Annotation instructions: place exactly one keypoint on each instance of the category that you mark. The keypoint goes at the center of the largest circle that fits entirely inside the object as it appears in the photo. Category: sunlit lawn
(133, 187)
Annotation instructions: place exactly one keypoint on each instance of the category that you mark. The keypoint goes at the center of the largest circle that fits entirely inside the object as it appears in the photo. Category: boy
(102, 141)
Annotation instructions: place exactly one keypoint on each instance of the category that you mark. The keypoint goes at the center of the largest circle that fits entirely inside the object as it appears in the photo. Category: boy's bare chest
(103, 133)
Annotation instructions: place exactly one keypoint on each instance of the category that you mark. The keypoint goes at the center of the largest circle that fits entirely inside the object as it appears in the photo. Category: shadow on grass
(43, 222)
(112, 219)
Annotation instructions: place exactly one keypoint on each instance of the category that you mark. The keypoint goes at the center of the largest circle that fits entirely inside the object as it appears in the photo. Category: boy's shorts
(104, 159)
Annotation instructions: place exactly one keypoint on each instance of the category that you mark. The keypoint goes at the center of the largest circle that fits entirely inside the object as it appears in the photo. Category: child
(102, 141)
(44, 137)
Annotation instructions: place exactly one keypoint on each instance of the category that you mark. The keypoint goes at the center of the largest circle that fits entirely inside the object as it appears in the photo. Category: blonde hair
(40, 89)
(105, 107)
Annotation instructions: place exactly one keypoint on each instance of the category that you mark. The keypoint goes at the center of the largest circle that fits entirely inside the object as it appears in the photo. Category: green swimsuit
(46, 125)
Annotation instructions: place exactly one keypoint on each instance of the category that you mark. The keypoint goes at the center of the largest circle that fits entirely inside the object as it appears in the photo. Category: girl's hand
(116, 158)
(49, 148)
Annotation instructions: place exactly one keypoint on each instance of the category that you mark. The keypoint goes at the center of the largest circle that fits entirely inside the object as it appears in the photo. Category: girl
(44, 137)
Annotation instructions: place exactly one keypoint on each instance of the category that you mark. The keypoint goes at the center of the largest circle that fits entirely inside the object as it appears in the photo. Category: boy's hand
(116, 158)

# [Your objective]
Every line of the listing above is to be written out again exactly.

# [The completed task]
Annotation instructions: place exactly one keypoint on each instance of the category that you mark. The keypoint goes at the center of the largest circle that fits entirely inside the object as it appears in the photo. Category: sunlit lawn
(133, 187)
Annotation instructions: place exactly one keypoint on each instance of the category that you mark. The keypoint goes at the center of the largest circle that fits entirely inside the object as it appears in the photo. Category: boy
(102, 141)
Annotation instructions: place exactly one keypoint on each instance of the category that you mark. The keypoint goes at the center of the largest circle that fits entirely inside the object as it appears in the photo. Category: boy's bare chest
(103, 133)
Annotation instructions: place exactly one keypoint on each instance of the category that you mark. The keypoint goes at the center of the largest circle that fits entirely inside the object as it appears in the photo. Category: shadow on grass
(43, 222)
(112, 219)
Annotation instructions: place exactly one keypoint on each instance of the category that you mark. The keypoint goes at the center of the largest circle that fits entirely inside the object as it appears in the photo. Category: boy's shorts
(104, 159)
Annotation instructions: place exactly one keypoint on each instance of the category that you mark. The keypoint goes at the center of the largest circle that fits entirely inside the object as it appears in the photo. Category: child
(102, 141)
(44, 137)
Annotation instructions: place exactly one keypoint on each instance of the category that you mark. The keypoint goes at the center of the largest circle that fits entirely inside the object as it appears in the photo. Category: blonde hair
(40, 89)
(105, 107)
Annotation instructions: place exactly one keypoint on each instance of the category that you mark. The keypoint goes at the center of the largest circle that fits entirely inside the object as it appears in the photo. Category: green swimsuit
(46, 125)
Annotation instructions: place exactly one keypoint on each instance of the category that you mark. The keypoint goes at the center of the largest circle that fits entirely inside the object as it appears in the photo. Category: girl's hand
(116, 158)
(49, 148)
Annotation instructions: place exactly one keypoint on each instance of the category that you mark. The keypoint goes at the center of the largest circle that fits entirely inside the object as it appears in the photo. Category: girl
(44, 137)
Annotation instructions: place exactly one keypoint on each instance of the category that you mark. The keypoint goes at the center of the largest circle that fits entirely inside the object as it appears in the photo. Category: boy's hand
(116, 158)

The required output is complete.